> [Exercise prompt] Among the lines of the records, find all that carry the word "below" and copy them.

(Source data)

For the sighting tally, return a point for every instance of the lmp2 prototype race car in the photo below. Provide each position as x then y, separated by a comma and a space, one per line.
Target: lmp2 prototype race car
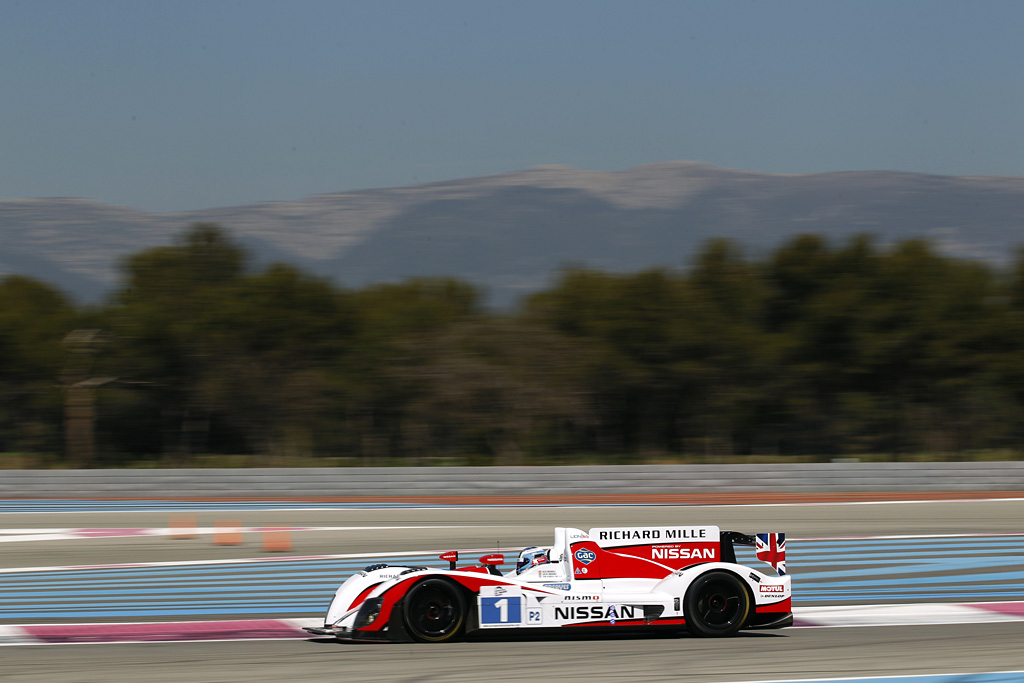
638, 578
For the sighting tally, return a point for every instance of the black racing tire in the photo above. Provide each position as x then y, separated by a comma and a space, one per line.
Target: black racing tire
717, 604
434, 610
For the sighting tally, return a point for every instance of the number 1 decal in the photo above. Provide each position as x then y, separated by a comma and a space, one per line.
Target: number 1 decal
501, 611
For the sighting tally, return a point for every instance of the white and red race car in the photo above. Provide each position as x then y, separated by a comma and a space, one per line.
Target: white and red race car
635, 578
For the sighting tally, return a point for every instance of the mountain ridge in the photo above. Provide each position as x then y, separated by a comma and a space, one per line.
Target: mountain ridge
510, 231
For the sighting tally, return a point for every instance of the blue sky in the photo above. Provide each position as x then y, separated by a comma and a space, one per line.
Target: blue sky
187, 104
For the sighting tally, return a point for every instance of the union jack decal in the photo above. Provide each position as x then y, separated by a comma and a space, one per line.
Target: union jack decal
771, 549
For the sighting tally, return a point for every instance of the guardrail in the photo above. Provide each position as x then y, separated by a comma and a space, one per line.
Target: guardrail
582, 480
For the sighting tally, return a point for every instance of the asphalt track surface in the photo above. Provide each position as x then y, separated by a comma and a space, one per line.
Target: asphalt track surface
809, 653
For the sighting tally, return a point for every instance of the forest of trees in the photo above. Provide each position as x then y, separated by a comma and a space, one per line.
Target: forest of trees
815, 349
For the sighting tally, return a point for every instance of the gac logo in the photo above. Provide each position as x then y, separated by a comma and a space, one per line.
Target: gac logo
585, 556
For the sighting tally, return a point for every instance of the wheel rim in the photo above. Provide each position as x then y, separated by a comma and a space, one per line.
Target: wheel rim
434, 612
719, 605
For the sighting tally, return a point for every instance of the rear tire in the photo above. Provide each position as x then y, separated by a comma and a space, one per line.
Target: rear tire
434, 610
717, 604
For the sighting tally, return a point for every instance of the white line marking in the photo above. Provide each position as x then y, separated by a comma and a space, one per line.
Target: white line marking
953, 676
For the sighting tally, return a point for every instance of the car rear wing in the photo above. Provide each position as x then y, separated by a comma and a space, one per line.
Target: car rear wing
768, 547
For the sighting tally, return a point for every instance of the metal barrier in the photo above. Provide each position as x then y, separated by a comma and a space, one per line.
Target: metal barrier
579, 481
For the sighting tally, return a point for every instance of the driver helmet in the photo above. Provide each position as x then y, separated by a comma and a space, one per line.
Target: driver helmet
530, 557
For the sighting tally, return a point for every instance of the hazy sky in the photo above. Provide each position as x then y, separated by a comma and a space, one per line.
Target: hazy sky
175, 104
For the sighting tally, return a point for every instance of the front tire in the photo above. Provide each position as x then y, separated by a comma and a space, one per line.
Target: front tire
434, 610
717, 604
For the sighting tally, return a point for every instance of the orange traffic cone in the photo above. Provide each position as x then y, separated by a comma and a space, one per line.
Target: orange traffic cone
276, 540
227, 532
182, 526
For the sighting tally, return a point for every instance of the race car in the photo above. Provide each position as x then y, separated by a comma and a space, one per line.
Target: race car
635, 578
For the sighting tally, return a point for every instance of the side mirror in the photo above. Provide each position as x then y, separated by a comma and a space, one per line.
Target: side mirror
451, 557
492, 562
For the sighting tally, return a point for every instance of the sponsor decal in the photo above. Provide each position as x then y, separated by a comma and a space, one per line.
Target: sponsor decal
585, 556
682, 553
657, 534
595, 612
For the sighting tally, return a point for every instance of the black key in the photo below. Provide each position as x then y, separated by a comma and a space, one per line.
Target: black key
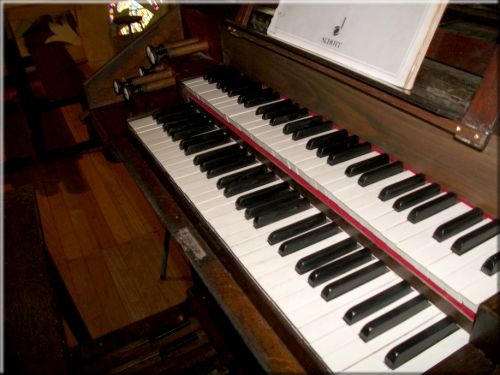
377, 302
206, 145
263, 109
171, 129
238, 84
232, 165
492, 265
225, 181
353, 280
184, 123
414, 198
252, 94
458, 224
262, 99
238, 187
476, 237
250, 199
244, 88
221, 160
366, 165
220, 73
325, 255
199, 138
301, 124
268, 205
198, 159
401, 187
180, 108
292, 209
417, 344
191, 131
290, 116
392, 318
172, 118
426, 210
312, 130
339, 146
351, 153
327, 139
380, 173
282, 109
295, 229
308, 239
339, 267
234, 82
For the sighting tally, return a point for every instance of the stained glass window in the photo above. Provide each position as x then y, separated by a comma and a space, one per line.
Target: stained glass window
132, 8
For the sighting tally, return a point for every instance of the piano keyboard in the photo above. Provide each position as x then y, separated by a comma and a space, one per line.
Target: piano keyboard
351, 310
463, 275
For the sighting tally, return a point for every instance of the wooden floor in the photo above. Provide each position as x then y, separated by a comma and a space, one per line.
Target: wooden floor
103, 236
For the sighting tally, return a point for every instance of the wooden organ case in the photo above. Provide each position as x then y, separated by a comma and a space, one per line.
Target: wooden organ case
445, 130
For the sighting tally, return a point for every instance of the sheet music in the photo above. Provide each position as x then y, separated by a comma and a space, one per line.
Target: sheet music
386, 42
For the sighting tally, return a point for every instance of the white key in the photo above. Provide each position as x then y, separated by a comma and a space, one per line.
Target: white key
421, 363
353, 349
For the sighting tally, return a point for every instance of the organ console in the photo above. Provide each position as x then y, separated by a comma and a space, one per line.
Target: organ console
359, 221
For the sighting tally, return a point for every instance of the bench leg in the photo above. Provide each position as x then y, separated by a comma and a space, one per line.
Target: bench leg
164, 260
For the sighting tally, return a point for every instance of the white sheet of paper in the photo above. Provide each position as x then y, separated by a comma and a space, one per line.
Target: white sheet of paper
384, 41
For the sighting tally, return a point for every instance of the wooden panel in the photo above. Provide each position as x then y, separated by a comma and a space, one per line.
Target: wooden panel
256, 332
99, 89
394, 129
461, 51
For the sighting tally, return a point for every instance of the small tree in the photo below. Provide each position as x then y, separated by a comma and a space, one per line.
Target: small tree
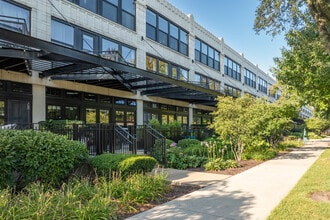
232, 122
241, 121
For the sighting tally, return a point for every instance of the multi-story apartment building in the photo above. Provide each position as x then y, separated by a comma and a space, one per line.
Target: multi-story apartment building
115, 61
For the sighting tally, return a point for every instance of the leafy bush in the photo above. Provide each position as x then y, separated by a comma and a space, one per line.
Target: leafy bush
176, 158
217, 149
105, 164
28, 156
284, 145
196, 150
259, 150
138, 164
80, 199
156, 151
184, 143
266, 154
220, 164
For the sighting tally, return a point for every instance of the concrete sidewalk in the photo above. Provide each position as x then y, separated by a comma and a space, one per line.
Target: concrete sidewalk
251, 194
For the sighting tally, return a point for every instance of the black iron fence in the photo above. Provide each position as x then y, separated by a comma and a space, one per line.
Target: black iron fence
106, 138
112, 138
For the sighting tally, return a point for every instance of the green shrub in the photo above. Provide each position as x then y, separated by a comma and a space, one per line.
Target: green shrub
196, 150
266, 154
156, 151
284, 145
259, 150
184, 143
220, 164
105, 164
81, 199
176, 158
28, 156
138, 164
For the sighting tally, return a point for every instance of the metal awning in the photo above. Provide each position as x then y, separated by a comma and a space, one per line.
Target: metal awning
23, 53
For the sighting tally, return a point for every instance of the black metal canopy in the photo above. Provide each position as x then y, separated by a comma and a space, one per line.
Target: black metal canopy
23, 53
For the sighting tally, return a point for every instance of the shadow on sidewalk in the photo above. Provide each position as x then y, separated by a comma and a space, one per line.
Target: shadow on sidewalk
211, 202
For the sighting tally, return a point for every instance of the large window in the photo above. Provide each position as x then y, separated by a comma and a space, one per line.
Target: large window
207, 54
249, 78
64, 34
262, 85
206, 82
14, 17
119, 11
232, 69
165, 32
232, 91
163, 67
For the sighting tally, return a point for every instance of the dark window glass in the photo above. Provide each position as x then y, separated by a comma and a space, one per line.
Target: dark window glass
183, 36
72, 94
110, 50
62, 33
88, 4
14, 18
183, 48
174, 35
119, 101
53, 112
109, 11
21, 88
166, 33
151, 32
128, 54
71, 113
88, 42
128, 20
128, 6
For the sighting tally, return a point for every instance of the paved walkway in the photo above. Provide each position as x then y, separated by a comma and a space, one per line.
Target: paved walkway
251, 194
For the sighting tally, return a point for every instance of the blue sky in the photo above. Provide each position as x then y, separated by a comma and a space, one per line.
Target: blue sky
233, 20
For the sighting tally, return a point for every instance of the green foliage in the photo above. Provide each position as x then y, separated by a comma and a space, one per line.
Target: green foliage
304, 69
138, 164
184, 143
220, 164
156, 151
312, 135
108, 164
80, 199
240, 121
317, 125
284, 145
28, 156
178, 159
196, 150
105, 164
259, 150
217, 149
298, 203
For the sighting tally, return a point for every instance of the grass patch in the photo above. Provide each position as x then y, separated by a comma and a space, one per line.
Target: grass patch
298, 204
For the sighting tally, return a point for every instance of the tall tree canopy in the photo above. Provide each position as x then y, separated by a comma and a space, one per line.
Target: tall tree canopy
276, 16
304, 67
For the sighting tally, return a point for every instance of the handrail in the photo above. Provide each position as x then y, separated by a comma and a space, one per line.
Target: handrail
125, 134
156, 134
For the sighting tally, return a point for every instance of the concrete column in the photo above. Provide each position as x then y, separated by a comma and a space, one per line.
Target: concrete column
38, 103
139, 112
191, 115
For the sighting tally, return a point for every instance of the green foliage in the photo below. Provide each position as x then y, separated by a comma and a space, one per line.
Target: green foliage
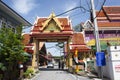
11, 50
10, 46
28, 73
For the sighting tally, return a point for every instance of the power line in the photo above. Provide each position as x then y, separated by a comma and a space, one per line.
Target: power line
100, 9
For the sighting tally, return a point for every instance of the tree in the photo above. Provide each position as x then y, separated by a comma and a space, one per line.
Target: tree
78, 28
11, 50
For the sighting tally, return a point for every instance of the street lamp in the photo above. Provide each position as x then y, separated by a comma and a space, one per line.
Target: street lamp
96, 32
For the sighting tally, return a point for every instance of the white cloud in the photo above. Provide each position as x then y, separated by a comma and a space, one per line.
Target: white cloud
70, 5
24, 6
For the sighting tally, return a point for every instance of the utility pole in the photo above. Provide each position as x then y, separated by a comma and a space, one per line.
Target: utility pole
96, 32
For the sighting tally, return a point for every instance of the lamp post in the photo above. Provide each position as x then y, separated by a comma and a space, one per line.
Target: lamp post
96, 32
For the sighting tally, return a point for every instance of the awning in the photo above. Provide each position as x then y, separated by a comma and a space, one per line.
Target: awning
103, 41
26, 54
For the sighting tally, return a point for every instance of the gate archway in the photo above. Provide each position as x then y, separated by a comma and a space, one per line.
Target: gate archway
50, 29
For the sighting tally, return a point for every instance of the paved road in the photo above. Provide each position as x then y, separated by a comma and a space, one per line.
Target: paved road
55, 74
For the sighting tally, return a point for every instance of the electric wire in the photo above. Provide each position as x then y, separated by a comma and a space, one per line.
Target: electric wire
99, 10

> [Task result]
For the sighting tally, return a point for every instance of the lmp2 prototype race car in the photo below. Provide each position as x then y, separated by a comma and a space, one per line.
For the sighting tally, return a point for every instance of the black key in the photo below. Provide each position as x then y, separated by a comma and a space, one per line.
For the sighting tally, return a point for every instance of the small tree in the photo below. Provide each position as x then y, separated by a comma and a space, one per line.
For the sighting tally, return a point for every instance of the green foliage in the photo below. Provide each position as x then y, separated by a comma and a space, one per line.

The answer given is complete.